DIRECTIVES ::
A. According to the patch's summary, how many files were changed?
B. In the patch, rewrite the stretch from "create mode 100644 .devops/full-musa.Dockerfile" through "container host's environment.", changing "22.04" to "24.04".

SELECTED TEXT ::
--------------------
From cf8e0a3bb9c0e93e371773b282054cdbbb231038 Mon Sep 17 00:00:00 2001
From: R0CKSTAR <xiaodong.ye@mthreads.com>
Date: Fri, 11 Oct 2024 02:10:37 +0800
Subject: [PATCH] musa: add docker image support (#9685)

* mtgpu: add docker image support

Signed-off-by: Xiaodong Ye <xiaodong.ye@mthreads.com>

* mtgpu: enable docker workflow

Signed-off-by: Xiaodong Ye <xiaodong.ye@mthreads.com>

---------

Signed-off-by: Xiaodong Ye <xiaodong.ye@mthreads.com>
---
 .devops/full-musa.Dockerfile         | 26 +++++++++++++++++++
 .devops/llama-cli-musa.Dockerfile    | 30 +++++++++++++++++++++
 .devops/llama-server-musa.Dockerfile | 35 +++++++++++++++++++++++++
 .github/workflows/docker.yml         |  3 +++
 docs/docker.md                       | 39 +++++++++++++++++++++++++++-
 ggml/src/CMakeLists.txt              |  4 +--
 6 files changed, 134 insertions(+), 3 deletions(-)
 create mode 100644 .devops/full-musa.Dockerfile
 create mode 100644 .devops/llama-cli-musa.Dockerfile
 create mode 100644 .devops/llama-server-musa.Dockerfile

diff --git a/.devops/full-musa.Dockerfile b/.devops/full-musa.Dockerfile
new file mode 100644
index 0000000000000..34ba856d3d1ca
--- /dev/null
+++ b/.devops/full-musa.Dockerfile
@@ -0,0 +1,26 @@
+ARG UBUNTU_VERSION=22.04
+# This needs to generally match the container host's environment.
--------------------
PROVIDED MATERIAL ::

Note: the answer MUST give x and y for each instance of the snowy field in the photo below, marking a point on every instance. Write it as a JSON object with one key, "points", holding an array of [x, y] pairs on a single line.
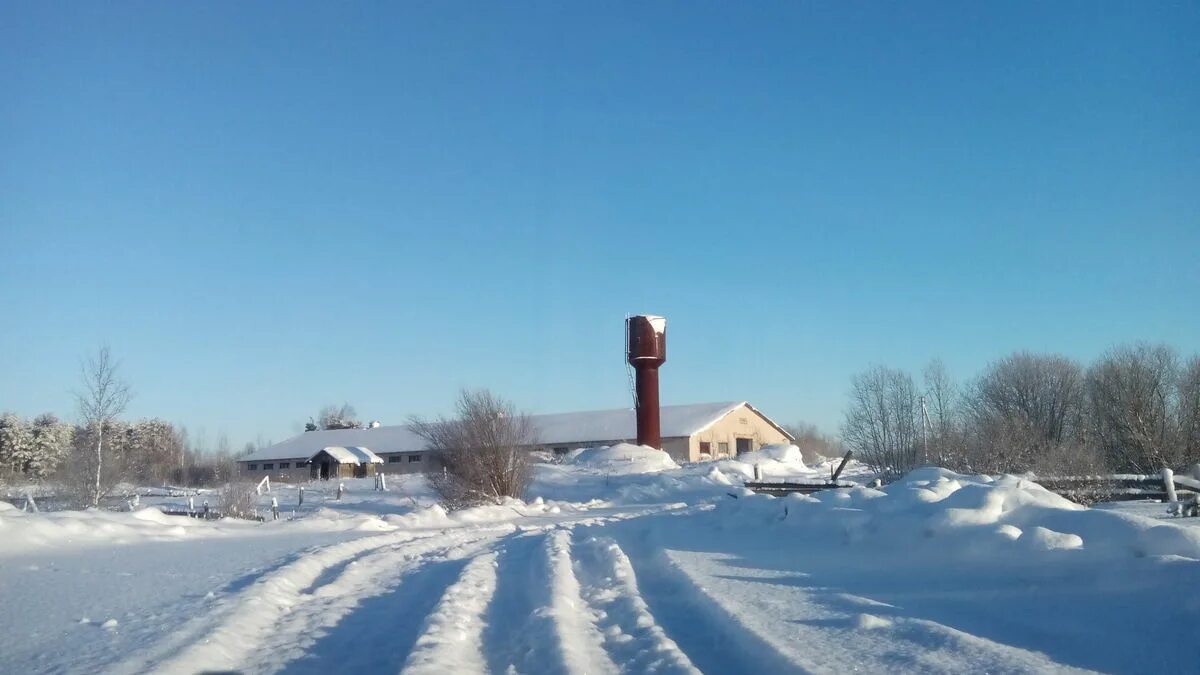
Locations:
{"points": [[621, 562]]}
--------------------
CORRECT ANSWERS ::
A. Six files were changed.

B.
create mode 100644 .devops/full-musa.Dockerfile
 create mode 100644 .devops/llama-cli-musa.Dockerfile
 create mode 100644 .devops/llama-server-musa.Dockerfile

diff --git a/.devops/full-musa.Dockerfile b/.devops/full-musa.Dockerfile
new file mode 100644
index 0000000000000..34ba856d3d1ca
--- /dev/null
+++ b/.devops/full-musa.Dockerfile
@@ -0,0 +1,26 @@
+ARG UBUNTU_VERSION=24.04
+# This needs to generally match the container host's environment.